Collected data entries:
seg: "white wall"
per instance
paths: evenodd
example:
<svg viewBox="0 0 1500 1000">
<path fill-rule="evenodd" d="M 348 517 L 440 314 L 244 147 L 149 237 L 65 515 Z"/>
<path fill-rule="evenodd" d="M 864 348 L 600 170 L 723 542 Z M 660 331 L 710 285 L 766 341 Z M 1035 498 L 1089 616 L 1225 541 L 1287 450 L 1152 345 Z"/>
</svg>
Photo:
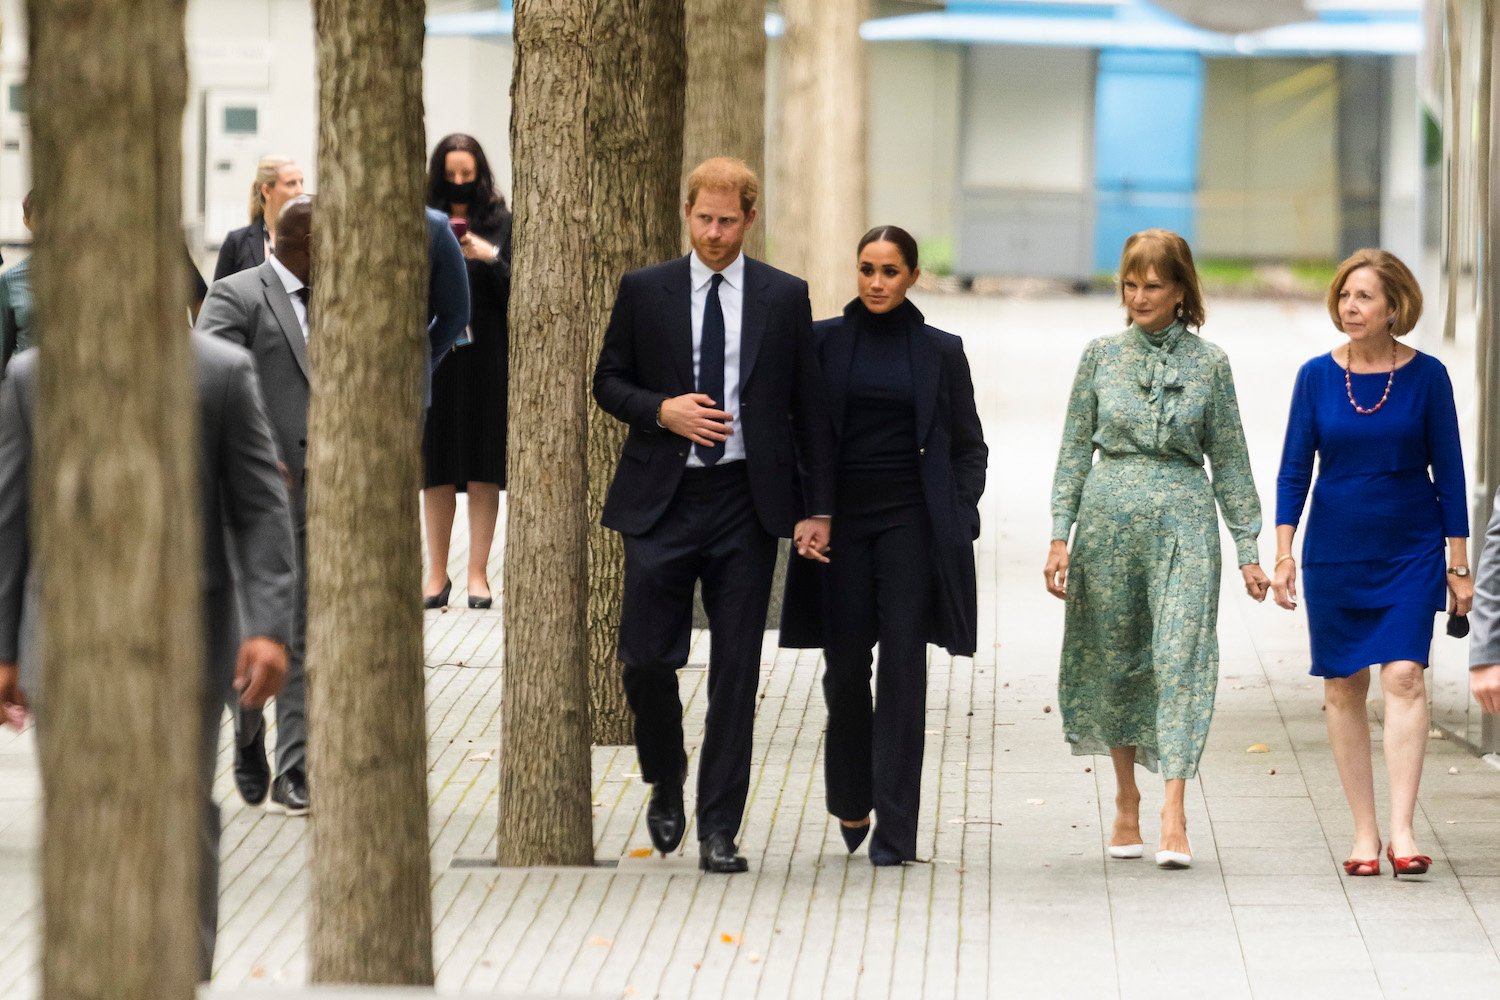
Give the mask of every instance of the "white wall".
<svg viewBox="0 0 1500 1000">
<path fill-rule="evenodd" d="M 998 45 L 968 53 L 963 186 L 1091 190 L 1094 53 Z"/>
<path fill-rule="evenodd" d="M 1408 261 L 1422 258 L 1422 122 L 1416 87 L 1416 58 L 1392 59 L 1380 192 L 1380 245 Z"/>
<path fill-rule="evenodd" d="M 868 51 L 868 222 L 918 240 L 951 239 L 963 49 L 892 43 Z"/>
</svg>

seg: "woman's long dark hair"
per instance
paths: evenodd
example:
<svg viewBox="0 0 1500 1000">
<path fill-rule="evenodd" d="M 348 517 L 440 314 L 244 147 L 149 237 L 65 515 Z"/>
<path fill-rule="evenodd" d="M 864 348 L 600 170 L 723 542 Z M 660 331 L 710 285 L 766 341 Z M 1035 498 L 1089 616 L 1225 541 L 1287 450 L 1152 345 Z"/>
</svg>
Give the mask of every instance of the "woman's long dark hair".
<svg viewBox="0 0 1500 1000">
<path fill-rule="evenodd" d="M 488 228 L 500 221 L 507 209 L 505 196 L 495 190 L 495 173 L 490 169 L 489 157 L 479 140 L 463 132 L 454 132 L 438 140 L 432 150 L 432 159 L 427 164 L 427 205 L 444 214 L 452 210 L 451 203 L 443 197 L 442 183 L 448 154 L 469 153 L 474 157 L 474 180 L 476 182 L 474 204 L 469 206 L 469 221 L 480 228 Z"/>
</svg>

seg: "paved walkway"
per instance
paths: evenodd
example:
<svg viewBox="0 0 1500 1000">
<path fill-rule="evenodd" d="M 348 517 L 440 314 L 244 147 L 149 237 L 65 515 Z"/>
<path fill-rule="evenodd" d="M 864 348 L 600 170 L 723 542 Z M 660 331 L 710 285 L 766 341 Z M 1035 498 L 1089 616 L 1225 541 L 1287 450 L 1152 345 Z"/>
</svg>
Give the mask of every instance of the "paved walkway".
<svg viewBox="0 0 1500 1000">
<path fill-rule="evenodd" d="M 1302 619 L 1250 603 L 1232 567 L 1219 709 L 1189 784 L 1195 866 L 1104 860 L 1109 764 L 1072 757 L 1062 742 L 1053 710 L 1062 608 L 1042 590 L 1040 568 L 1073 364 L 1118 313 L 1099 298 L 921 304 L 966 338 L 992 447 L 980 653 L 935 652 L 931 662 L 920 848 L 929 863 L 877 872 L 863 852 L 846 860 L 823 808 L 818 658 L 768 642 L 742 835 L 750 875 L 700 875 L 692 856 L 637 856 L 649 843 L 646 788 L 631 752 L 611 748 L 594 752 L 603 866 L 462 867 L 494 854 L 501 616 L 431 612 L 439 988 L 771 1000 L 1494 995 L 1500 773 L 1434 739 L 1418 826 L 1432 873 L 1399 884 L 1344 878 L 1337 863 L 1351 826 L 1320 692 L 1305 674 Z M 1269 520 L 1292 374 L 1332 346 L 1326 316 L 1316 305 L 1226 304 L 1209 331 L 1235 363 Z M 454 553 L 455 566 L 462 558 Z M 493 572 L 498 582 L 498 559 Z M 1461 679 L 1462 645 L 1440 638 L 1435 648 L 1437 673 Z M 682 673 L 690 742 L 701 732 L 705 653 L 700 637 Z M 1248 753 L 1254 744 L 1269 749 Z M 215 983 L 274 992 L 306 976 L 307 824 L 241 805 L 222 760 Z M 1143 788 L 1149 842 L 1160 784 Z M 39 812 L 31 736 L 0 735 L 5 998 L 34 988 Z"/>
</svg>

▸ **What you should do**
Give the data above again exactly. Leave the pictures out.

▸ **Output of the task**
seg: "white wall"
per instance
paths: evenodd
example:
<svg viewBox="0 0 1500 1000">
<path fill-rule="evenodd" d="M 348 517 L 440 314 L 244 147 L 149 237 L 65 515 Z"/>
<path fill-rule="evenodd" d="M 864 348 L 600 170 L 723 542 Z M 660 331 L 710 285 L 766 341 Z M 1035 498 L 1089 616 L 1225 541 L 1287 450 L 1152 345 Z"/>
</svg>
Photo:
Give the mask of every instance of the "white wall".
<svg viewBox="0 0 1500 1000">
<path fill-rule="evenodd" d="M 998 45 L 968 53 L 963 186 L 1091 190 L 1094 53 Z"/>
<path fill-rule="evenodd" d="M 1408 261 L 1422 258 L 1422 122 L 1416 87 L 1416 58 L 1392 59 L 1380 192 L 1380 245 Z"/>
<path fill-rule="evenodd" d="M 868 51 L 868 222 L 918 240 L 951 239 L 963 49 L 892 43 Z"/>
</svg>

seg: "woman's long dark hair"
per instance
paths: evenodd
example:
<svg viewBox="0 0 1500 1000">
<path fill-rule="evenodd" d="M 348 517 L 440 314 L 244 147 L 149 237 L 65 515 Z"/>
<path fill-rule="evenodd" d="M 864 348 L 600 170 L 723 542 Z M 660 331 L 710 285 L 766 341 Z M 1035 498 L 1089 616 L 1225 541 L 1287 450 L 1152 345 Z"/>
</svg>
Give the mask of every instance of the "woman's long dark hair".
<svg viewBox="0 0 1500 1000">
<path fill-rule="evenodd" d="M 488 228 L 500 221 L 507 209 L 505 196 L 495 190 L 495 173 L 490 169 L 489 157 L 479 140 L 463 132 L 454 132 L 438 140 L 432 150 L 432 159 L 427 164 L 427 205 L 444 214 L 452 210 L 451 203 L 443 197 L 442 183 L 448 154 L 469 153 L 474 157 L 474 180 L 476 182 L 474 204 L 469 206 L 469 221 L 480 228 Z"/>
</svg>

seg: "paved walkway"
per instance
paths: evenodd
example:
<svg viewBox="0 0 1500 1000">
<path fill-rule="evenodd" d="M 348 517 L 440 314 L 244 147 L 149 237 L 65 515 Z"/>
<path fill-rule="evenodd" d="M 864 348 L 600 170 L 723 542 Z M 660 331 L 710 285 L 766 341 Z M 1035 498 L 1089 616 L 1225 541 L 1287 450 L 1152 345 Z"/>
</svg>
Give the mask of every instance of the "paved walkway".
<svg viewBox="0 0 1500 1000">
<path fill-rule="evenodd" d="M 1302 619 L 1250 603 L 1232 567 L 1219 709 L 1189 784 L 1195 866 L 1104 860 L 1109 764 L 1072 757 L 1062 742 L 1053 710 L 1062 608 L 1042 590 L 1040 568 L 1073 364 L 1118 313 L 1099 298 L 921 304 L 966 338 L 992 447 L 980 653 L 935 652 L 931 662 L 920 848 L 929 863 L 877 872 L 863 852 L 846 860 L 823 808 L 818 658 L 768 642 L 742 835 L 750 875 L 700 875 L 692 856 L 637 856 L 649 843 L 646 788 L 631 752 L 611 748 L 594 752 L 603 866 L 462 867 L 494 854 L 501 616 L 431 612 L 439 988 L 771 1000 L 1494 995 L 1500 773 L 1434 739 L 1418 826 L 1432 873 L 1399 884 L 1344 878 L 1337 863 L 1351 826 L 1320 692 L 1305 674 Z M 1269 520 L 1292 374 L 1332 346 L 1326 316 L 1316 305 L 1226 304 L 1209 331 L 1235 363 Z M 454 553 L 455 566 L 462 558 Z M 493 572 L 498 582 L 498 559 Z M 1461 679 L 1462 645 L 1440 638 L 1435 648 L 1437 673 Z M 682 673 L 690 742 L 701 732 L 705 653 L 700 637 Z M 1248 753 L 1254 744 L 1269 749 Z M 215 983 L 274 992 L 306 976 L 307 824 L 241 805 L 222 760 Z M 1143 788 L 1149 842 L 1160 784 Z M 39 812 L 31 736 L 0 735 L 5 998 L 34 988 Z"/>
</svg>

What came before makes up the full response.